What to do:
A: From the text on the leaking fuel tanks, write out the passage from "The picture above" up to and including "the cylindrical tank.", switching "F150" to "pickup truck".
B: Translate this sentence from the text on the leaking fuel tanks into Spanish: "After some thought I decided to replace the aluminum tanks with new Moeller plastic tanks."
━━━ Text shown
Fuel Tanks

The Dilemma

July 13, 2011 - During the engine install I had put 5 gallons of diesel into each tank and immediately pumped it out to get rid of any desidual gasoline in the tanks.  During that operation I discovered that the port tank had a leak at its forward end.  However, the starboard tank seemed fine.  So I put five gallons of diesel in the tank for the engine test run.  Last week I decided to fill the starboard diesel tank the rest of the way.  So I bought 10 gallonns of diesel (two five gallon cans) at the local lobster wharf and poured five gallons into the tank, giving me about 9 gallons in the tank.  When I did that I immediately smelled diesel.  Lifting the floorboards in the cockpit showed that the leak was at the aft end of the tank.  The fuel tanks in the boat are two 45 gallon aluminum tanks that were installed during the 1995 refit.  The tanks are cylindrical, but taper from 14" diamter at the forward end to 10" diameter at the aft end.  They are 84" long.  They were custom made to fit the hull and were mounted with their aft ends higher than the forward ends.  Anyway, I was really disappointed to find that BOTH tanks were leaking.

I saw two possible fixes to the leaking fuel tanks.  One fix was to remove the tanks, clean them out and have the leaks welded up.  A chat with a local welder suggested that repairing the tanks would cost $300+ for each tank.  For some reason he was reluctant to weld a fuel thank that hadn't been VERY thoroughly cleaned.  Consequently, no matter how clean I got the tanks he would clean them again to his satisfaction before welding them.  The second option was to replace the aluminum tanks with new tanks.  If I used plastic tanks (i.e., Moeller below deck tanks), the cost wouldn't be all that high.  After some thought I decided to replace the aluminum tanks with new Moeller plastic tanks.

The Fix

I decided to start with the starboard tank.  The first step was to open up the cockpit sole above the tank.  The sole is made from tongue and groove vertical grain douglas fir.  So I started removing bungs and lifting planks out.  After I had enough planks out to create a large enough opening to lift the tank out, I removed the fuel gauge sender and used that opening to pump as much fuel as possible out of the tank.    I got all but about 1/16" of fuel out of the tank.  Next I shored up the cockpit sole along the edges of the opening and then cut the deck beams out in the opening.  After that I removed the bracing that held the tank in place and lifted the tank out.

Starboard fuel tank gone leaving a large hole in the cockpit sole.

The picture above shows the hole in the cockpit sole where the tank was.  The following three pictures show the tank and the leaks I found.

Starboard aluminum fuel tank with F150 for scale.  Note tha taper in the cylindrical tank.
━━━━━━
━━━ Data extract
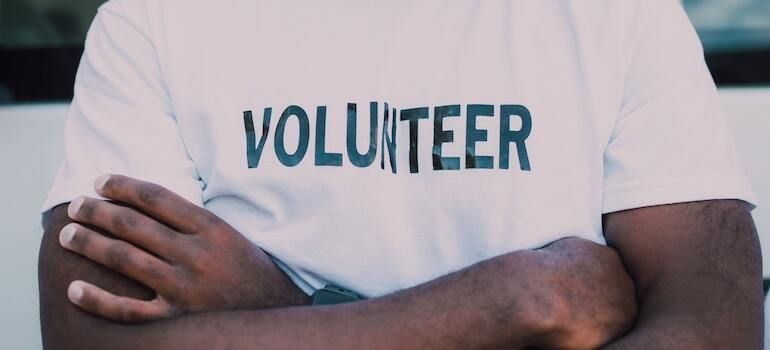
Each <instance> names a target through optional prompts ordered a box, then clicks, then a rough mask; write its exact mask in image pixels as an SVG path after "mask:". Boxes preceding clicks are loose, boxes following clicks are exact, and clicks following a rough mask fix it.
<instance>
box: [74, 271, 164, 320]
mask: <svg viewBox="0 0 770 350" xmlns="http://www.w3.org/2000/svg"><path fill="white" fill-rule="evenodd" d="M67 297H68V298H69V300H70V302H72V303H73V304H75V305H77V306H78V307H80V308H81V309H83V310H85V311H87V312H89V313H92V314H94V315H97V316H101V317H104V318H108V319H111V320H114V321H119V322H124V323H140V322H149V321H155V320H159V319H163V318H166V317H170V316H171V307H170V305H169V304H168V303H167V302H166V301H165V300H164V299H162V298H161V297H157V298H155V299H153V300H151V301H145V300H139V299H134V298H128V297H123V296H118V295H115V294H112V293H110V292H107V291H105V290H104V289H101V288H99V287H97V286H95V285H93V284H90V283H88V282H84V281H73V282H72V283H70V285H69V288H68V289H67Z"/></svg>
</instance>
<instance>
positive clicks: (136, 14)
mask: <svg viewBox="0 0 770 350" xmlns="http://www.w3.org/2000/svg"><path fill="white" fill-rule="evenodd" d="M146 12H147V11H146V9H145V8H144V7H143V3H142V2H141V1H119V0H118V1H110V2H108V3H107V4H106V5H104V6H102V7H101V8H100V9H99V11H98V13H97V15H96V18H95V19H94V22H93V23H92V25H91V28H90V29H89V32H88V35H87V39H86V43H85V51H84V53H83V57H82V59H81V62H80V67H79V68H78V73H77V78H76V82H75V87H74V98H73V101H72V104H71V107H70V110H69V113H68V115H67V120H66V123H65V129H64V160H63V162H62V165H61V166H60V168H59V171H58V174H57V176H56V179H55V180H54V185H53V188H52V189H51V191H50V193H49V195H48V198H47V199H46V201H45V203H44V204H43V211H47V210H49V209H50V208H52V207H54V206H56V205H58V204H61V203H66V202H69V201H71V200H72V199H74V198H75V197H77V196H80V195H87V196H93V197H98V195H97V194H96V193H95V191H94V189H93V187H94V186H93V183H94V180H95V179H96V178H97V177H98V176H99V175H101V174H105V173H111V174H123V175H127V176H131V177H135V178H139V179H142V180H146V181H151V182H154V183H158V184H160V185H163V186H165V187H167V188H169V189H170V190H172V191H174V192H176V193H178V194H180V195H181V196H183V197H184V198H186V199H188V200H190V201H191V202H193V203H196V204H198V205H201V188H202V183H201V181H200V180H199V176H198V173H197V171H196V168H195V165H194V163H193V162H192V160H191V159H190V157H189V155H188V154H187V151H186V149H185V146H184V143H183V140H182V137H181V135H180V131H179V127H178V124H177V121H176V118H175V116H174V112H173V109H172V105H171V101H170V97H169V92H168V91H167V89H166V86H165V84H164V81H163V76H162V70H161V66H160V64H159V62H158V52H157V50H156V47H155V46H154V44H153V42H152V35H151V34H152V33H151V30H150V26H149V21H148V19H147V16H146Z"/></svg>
━━━━━━
Completed exercise:
A:
The picture above shows the hole in the cockpit sole where the tank was.  The following three pictures show the tank and the leaks I found.

Starboard aluminum fuel tank with pickup truck for scale.  Note tha taper in the cylindrical tank.

B: Después de pensarlo un poco, decidí reemplazar los tanques de aluminio por nuevos tanques de plástico Moeller.